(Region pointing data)
-=-=-=-=-

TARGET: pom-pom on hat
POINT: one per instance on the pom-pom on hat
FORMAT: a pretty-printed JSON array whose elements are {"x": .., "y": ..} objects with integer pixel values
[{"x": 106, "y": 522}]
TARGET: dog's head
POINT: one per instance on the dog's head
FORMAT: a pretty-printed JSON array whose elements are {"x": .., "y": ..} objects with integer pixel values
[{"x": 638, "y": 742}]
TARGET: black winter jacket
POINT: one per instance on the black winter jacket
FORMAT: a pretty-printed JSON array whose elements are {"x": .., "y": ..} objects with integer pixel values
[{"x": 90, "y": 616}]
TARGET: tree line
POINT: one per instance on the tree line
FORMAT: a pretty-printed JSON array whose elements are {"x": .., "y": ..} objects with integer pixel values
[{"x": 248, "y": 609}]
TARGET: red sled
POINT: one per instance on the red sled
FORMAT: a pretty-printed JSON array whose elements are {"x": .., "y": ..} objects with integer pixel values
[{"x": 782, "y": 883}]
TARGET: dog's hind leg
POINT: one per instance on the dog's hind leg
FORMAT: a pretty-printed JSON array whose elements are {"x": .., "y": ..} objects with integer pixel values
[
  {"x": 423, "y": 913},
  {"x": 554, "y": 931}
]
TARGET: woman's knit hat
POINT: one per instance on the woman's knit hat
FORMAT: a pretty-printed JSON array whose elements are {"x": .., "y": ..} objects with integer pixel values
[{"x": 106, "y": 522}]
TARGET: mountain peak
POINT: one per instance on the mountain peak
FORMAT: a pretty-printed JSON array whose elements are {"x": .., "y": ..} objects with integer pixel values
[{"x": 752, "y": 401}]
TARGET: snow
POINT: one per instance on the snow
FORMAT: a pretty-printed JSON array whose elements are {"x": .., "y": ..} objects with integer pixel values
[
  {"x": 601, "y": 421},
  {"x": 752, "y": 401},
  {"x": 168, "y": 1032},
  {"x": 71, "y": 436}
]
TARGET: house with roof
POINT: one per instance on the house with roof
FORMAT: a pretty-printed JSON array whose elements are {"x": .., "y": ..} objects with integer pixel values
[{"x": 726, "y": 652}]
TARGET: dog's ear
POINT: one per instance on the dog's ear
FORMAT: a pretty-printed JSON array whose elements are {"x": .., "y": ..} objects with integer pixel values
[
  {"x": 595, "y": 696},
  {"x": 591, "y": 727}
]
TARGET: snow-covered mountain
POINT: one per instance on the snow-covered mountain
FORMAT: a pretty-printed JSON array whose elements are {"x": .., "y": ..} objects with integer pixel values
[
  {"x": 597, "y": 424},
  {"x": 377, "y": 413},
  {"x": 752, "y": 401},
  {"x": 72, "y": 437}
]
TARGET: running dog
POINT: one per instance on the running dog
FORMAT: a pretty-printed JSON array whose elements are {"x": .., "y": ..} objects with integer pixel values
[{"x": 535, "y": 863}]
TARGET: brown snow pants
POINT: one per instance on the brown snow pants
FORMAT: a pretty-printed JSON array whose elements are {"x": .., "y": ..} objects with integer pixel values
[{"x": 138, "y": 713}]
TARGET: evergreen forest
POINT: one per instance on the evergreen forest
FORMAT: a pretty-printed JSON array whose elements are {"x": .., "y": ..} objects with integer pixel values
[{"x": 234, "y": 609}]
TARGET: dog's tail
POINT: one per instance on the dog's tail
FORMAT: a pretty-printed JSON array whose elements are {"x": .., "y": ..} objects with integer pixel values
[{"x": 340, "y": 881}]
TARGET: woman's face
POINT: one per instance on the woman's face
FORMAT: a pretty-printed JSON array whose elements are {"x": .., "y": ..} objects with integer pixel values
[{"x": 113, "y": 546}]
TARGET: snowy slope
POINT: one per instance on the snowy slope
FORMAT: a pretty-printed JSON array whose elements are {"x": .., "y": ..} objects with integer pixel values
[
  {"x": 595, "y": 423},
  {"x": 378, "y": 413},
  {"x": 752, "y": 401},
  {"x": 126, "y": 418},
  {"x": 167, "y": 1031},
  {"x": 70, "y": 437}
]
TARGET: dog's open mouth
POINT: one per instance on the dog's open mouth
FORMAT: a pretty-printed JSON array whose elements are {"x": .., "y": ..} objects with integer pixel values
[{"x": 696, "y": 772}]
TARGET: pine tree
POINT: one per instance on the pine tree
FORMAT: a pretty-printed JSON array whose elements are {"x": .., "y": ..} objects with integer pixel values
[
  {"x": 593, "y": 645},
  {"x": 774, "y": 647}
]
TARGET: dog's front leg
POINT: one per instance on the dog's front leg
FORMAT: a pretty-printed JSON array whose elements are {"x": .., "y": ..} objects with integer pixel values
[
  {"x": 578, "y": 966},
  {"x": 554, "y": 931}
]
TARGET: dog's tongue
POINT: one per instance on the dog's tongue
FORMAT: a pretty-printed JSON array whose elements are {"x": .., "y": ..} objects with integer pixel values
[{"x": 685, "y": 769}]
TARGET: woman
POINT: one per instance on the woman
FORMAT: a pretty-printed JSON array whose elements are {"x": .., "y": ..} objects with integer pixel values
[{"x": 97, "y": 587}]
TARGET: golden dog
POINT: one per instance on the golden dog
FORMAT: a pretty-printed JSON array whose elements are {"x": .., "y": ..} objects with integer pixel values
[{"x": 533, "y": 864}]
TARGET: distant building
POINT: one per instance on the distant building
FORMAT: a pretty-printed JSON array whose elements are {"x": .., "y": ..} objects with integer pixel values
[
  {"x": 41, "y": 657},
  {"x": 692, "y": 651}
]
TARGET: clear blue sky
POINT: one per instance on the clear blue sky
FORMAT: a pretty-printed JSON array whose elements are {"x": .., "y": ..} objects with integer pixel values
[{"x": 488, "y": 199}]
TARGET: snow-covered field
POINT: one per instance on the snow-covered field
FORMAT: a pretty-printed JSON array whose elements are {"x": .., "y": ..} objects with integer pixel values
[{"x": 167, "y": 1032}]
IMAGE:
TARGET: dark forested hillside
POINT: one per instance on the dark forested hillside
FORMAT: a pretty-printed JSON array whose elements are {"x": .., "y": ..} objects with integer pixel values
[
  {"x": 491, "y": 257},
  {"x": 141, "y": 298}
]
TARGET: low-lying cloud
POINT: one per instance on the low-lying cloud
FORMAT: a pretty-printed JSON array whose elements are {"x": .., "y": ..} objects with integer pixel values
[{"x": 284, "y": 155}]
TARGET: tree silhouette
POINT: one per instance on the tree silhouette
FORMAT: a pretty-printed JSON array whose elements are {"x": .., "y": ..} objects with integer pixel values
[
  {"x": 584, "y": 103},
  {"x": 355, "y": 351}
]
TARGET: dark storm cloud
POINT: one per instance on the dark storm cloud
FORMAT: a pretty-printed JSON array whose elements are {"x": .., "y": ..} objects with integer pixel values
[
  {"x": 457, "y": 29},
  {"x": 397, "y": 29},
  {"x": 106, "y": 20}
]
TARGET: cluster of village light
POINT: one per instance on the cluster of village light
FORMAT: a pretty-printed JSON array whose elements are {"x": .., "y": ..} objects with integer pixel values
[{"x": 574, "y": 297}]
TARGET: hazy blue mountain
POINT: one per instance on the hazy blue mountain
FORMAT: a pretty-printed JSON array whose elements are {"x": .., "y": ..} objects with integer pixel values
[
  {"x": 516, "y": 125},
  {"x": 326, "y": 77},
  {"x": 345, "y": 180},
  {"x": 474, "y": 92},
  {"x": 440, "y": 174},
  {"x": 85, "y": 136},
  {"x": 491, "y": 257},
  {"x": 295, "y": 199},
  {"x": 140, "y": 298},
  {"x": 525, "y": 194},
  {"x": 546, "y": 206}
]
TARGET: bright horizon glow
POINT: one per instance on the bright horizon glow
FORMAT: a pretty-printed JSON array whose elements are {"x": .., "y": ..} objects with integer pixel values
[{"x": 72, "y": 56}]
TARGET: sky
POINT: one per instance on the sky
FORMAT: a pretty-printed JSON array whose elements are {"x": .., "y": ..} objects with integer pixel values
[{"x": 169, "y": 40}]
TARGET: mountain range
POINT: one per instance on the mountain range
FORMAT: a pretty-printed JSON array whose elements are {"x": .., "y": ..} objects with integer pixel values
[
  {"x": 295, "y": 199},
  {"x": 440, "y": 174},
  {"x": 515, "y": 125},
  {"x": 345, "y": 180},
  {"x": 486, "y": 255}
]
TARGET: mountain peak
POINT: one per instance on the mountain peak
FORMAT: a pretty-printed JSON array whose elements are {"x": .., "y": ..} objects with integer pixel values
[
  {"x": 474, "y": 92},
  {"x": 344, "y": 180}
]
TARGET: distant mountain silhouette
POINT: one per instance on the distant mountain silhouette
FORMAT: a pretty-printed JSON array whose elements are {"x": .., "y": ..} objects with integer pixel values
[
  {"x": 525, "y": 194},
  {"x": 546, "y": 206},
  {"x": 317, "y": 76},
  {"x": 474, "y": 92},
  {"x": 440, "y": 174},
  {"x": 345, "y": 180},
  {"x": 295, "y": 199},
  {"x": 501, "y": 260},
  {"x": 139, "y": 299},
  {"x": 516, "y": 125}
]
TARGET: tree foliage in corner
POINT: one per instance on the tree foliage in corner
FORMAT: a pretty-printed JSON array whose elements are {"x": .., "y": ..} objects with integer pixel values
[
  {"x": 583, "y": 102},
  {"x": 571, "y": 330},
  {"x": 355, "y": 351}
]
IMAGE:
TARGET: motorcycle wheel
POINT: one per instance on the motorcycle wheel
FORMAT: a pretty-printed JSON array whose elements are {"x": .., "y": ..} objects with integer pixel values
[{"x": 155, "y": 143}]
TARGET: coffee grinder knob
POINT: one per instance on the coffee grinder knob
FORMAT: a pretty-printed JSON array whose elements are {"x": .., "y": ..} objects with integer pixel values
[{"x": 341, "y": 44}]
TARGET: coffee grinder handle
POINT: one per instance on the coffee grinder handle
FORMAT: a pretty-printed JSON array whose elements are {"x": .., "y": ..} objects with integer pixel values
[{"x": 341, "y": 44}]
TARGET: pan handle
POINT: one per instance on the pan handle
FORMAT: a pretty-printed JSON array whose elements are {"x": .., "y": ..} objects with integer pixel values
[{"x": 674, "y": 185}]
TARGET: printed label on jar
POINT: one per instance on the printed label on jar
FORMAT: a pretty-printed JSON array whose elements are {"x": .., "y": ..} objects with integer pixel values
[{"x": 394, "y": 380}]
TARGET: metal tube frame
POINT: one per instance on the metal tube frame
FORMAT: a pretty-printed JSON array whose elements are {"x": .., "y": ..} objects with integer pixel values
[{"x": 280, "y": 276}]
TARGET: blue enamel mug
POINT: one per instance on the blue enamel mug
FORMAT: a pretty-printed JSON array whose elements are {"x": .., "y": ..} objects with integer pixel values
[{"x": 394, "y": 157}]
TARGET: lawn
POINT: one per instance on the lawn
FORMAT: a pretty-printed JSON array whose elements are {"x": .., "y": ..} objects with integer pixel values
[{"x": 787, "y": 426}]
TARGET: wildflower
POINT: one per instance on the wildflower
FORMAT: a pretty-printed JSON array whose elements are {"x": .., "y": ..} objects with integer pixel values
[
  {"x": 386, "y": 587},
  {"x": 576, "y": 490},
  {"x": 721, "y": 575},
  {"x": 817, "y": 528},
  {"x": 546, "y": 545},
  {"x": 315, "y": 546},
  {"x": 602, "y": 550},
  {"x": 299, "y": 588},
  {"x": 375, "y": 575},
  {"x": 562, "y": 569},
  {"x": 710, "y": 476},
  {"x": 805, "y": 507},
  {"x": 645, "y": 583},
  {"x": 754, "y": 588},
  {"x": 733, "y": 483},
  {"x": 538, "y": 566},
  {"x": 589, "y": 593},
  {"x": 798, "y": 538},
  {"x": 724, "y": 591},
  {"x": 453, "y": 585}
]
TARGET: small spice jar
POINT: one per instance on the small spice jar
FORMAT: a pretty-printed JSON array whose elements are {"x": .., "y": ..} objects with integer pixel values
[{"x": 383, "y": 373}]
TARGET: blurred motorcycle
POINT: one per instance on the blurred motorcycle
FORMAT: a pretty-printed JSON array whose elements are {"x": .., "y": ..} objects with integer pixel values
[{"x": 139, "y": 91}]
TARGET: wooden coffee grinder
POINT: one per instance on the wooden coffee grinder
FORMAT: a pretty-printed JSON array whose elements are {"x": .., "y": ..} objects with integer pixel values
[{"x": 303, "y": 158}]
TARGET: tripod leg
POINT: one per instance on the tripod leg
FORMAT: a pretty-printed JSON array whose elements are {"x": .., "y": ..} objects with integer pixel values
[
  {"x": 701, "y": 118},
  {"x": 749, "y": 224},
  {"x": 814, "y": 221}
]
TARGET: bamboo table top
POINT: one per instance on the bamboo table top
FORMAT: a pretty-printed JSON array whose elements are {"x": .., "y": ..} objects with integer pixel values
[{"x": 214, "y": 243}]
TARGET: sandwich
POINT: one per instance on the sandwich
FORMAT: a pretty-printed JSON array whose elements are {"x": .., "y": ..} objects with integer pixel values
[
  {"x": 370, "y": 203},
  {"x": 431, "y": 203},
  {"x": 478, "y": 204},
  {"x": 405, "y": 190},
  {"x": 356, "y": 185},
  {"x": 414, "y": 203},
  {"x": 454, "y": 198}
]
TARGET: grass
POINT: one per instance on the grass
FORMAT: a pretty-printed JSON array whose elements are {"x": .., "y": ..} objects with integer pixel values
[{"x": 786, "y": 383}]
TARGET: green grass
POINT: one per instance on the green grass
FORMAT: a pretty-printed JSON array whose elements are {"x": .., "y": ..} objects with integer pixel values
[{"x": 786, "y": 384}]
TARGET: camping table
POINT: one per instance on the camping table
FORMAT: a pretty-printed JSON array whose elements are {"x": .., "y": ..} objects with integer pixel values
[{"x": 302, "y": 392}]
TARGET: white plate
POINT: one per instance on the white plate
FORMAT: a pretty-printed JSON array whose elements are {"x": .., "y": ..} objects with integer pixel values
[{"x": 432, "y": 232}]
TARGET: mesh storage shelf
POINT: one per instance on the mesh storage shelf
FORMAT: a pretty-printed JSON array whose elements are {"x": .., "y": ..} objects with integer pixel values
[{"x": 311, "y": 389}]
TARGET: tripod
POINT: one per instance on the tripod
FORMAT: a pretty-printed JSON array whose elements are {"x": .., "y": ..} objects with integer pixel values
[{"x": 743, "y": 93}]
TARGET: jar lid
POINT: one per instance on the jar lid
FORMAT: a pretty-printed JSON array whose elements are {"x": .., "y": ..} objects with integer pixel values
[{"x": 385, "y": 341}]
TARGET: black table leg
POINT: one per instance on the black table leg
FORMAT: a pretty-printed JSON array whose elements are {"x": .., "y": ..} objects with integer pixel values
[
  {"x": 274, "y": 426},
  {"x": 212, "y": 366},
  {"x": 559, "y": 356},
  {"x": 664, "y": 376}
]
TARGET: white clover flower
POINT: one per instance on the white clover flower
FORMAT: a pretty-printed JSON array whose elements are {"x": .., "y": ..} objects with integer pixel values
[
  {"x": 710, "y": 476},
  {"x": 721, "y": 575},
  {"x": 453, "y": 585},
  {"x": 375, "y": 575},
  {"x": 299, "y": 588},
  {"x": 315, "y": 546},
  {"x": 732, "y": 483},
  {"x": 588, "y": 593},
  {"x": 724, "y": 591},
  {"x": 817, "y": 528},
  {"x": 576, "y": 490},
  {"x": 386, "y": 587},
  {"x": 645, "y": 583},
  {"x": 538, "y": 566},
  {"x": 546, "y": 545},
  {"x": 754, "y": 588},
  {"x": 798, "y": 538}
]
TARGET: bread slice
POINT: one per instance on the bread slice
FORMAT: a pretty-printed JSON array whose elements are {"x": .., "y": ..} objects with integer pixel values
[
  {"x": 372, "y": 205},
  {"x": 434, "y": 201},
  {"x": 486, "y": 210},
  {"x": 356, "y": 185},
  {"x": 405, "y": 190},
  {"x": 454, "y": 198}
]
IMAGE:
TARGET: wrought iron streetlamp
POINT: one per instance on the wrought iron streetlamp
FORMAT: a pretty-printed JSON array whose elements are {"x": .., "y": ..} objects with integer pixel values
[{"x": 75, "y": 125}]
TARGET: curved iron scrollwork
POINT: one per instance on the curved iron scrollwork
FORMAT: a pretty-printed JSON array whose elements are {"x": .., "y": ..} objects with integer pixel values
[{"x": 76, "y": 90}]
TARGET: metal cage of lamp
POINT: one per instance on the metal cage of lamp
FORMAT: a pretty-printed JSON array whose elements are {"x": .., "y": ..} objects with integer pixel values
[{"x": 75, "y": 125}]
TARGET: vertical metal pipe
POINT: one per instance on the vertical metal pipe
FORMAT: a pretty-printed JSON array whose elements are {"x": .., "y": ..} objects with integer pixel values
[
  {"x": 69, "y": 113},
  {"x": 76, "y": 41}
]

-=-=-=-=-

Problem details: Wherever a line in the data above contains the word "wrought", copy that line.

Exercise solution:
TARGET: wrought iron streetlamp
POINT: one per instance on the wrought iron streetlamp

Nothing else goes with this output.